*** DATA SECTION ***

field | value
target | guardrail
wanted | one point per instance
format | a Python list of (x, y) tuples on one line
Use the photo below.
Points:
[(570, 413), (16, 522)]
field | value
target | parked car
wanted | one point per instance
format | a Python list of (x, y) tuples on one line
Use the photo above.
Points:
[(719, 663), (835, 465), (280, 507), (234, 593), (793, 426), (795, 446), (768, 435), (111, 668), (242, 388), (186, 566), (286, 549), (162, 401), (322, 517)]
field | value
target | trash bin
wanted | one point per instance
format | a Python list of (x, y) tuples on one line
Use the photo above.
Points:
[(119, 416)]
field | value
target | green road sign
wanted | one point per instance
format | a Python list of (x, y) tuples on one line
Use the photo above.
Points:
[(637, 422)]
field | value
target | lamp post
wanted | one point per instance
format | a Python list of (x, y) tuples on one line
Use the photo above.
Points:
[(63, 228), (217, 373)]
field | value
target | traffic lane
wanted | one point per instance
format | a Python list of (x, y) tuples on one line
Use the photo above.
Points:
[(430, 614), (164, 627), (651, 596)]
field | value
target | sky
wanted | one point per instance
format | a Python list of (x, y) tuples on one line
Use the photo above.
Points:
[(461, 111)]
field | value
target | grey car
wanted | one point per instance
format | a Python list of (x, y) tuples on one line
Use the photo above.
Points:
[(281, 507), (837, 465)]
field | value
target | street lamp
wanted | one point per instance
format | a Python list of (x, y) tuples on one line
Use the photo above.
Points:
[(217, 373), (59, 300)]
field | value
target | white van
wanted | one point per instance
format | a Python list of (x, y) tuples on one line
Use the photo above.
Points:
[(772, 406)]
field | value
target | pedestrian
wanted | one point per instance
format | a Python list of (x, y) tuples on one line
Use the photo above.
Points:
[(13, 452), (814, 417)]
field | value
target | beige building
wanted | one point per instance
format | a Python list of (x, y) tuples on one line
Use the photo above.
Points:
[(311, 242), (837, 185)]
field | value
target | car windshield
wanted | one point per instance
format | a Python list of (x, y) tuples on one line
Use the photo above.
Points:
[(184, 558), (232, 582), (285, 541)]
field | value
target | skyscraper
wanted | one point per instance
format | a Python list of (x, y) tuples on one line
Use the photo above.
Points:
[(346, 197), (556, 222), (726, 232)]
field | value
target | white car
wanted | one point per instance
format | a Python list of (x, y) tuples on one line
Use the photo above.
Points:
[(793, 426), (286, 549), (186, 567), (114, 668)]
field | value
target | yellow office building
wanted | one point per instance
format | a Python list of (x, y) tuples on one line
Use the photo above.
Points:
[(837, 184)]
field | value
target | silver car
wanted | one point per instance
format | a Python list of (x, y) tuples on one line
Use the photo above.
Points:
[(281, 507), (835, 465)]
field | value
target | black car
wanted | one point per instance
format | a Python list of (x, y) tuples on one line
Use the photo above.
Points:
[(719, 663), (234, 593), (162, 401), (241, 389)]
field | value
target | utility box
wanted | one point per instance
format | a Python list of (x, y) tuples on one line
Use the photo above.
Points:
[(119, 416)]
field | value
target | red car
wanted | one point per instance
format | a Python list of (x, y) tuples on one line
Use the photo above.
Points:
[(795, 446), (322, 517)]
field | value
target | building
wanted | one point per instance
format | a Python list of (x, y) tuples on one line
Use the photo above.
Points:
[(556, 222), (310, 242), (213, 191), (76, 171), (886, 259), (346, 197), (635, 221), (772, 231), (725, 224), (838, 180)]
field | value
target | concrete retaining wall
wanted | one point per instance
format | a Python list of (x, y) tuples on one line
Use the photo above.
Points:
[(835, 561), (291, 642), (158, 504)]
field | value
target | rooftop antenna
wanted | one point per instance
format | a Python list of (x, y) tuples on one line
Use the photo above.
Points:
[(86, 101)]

***

* DESCRIPTION OF THE TASK *
Return all of the lines above word for word, from the first to the last.

* SOLUTION TO THIS TASK *
field | value
target | guardrail
wanted | one point per instance
format | a Python list of (x, y) tuples on one line
Use the photo below.
Points:
[(570, 413), (16, 522)]
field | value
target | parked car
wanted | one point per instance
format | a Python list of (x, y) tuples on one line
Use the photo above.
Points:
[(719, 663), (835, 465), (280, 507), (234, 593), (793, 426), (795, 446), (768, 435), (111, 668), (242, 388), (186, 566), (286, 549), (162, 401), (322, 517)]
field | value
target | trash bin
wanted | one point per instance
format | a Python list of (x, y) tuples on one line
Use the photo above.
Points:
[(119, 416)]
field | value
target | green road sign
wanted | one point per instance
format | a Python list of (x, y) tuples on one line
Use the photo above.
Points:
[(637, 422)]
field | value
target | lamp post
wanted | one point per instance
format | a Python list of (x, y) tuples on one line
Use the photo above.
Points:
[(63, 228), (217, 373)]
field | value
target | traffic lane
wanted | one point per instance
format | a Python list of (x, y) tuples on one line
Use the photo above.
Points:
[(430, 614), (164, 627), (651, 596)]
field | value
target | sky
wanted | one point per instance
format | a Python list of (x, y) tuples on one line
Use the photo above.
Points:
[(461, 111)]
field | value
target | grey car
wanted | one point per instance
format | a Python list of (x, y) tuples on one line
Use the photo above.
Points:
[(281, 507), (837, 465)]
field | value
target | street lamp
wanted | one point per instance
format | a Python list of (x, y) tuples on one line
Use the photo above.
Points:
[(217, 373), (59, 300)]
field | value
target | white van
wanted | one point per instance
format | a Python list of (x, y) tuples on one line
Use the photo above.
Points:
[(772, 406)]
field | value
target | pedestrian
wanted | one point per instance
format | a Python list of (x, y) tuples on one line
Use the photo above.
Points:
[(13, 452), (814, 417)]
field | value
target | beige building
wanted | one point per instance
format | a Python list of (x, y) tuples on one line
Use the photo above.
Points:
[(311, 242), (837, 185)]
field | value
target | car windshield
wanted | one point per instance
format | a Python list of (x, y) tuples on one line
Use the photo above.
Points:
[(184, 558), (232, 582), (285, 541)]
field | value
target | skyscraper
wanted | one point per instance
format | a Python list of (x, y) tuples on one line
Use the photo above.
Points:
[(346, 197), (556, 222), (726, 232)]
field | value
target | white car
wanted | one point per instance
format | a Python list of (x, y) tuples on one line
Use the photo above.
Points:
[(793, 426), (286, 549), (186, 567), (114, 668)]
field | value
target | yellow office building
wanted | one point per instance
format | a Python list of (x, y) tuples on one line
Use the photo above.
Points:
[(837, 184)]
field | value
target | silver car
wanted | one point per instance
format | a Python list of (x, y) tuples on one line
Use the photo above.
Points:
[(281, 507), (835, 465)]
field | value
target | black car
wanted | one point per instance
format | a Python list of (x, y) tuples on one line
Use the photo above.
Points:
[(719, 663), (234, 593), (162, 401), (241, 389)]
field | value
target | utility box
wanted | one point per instance
format | a Python list of (x, y) tuples on one line
Use the photo above.
Points:
[(119, 416)]
field | value
target | red car
wanted | one point per instance
format | a Python list of (x, y) tuples on one line
Use the photo above.
Points:
[(795, 446), (322, 517)]
field | value
target | building
wanted | one point per instance
format | a Python list of (x, y) tuples on one line
Use the photo above.
Points:
[(556, 222), (310, 242), (213, 191), (76, 171), (886, 259), (346, 197), (635, 221), (772, 231), (725, 224), (838, 180)]
field | value
target | concrete retaining wall
wanted | one point per instance
format | a Python list of (x, y) tuples on one line
Use the photo above.
Points:
[(835, 561), (291, 642), (158, 504)]
field | value
target | rooftop antenna
wanted | one point per instance
format | a Python list of (x, y) tuples on one line
Use the photo above.
Points:
[(86, 101)]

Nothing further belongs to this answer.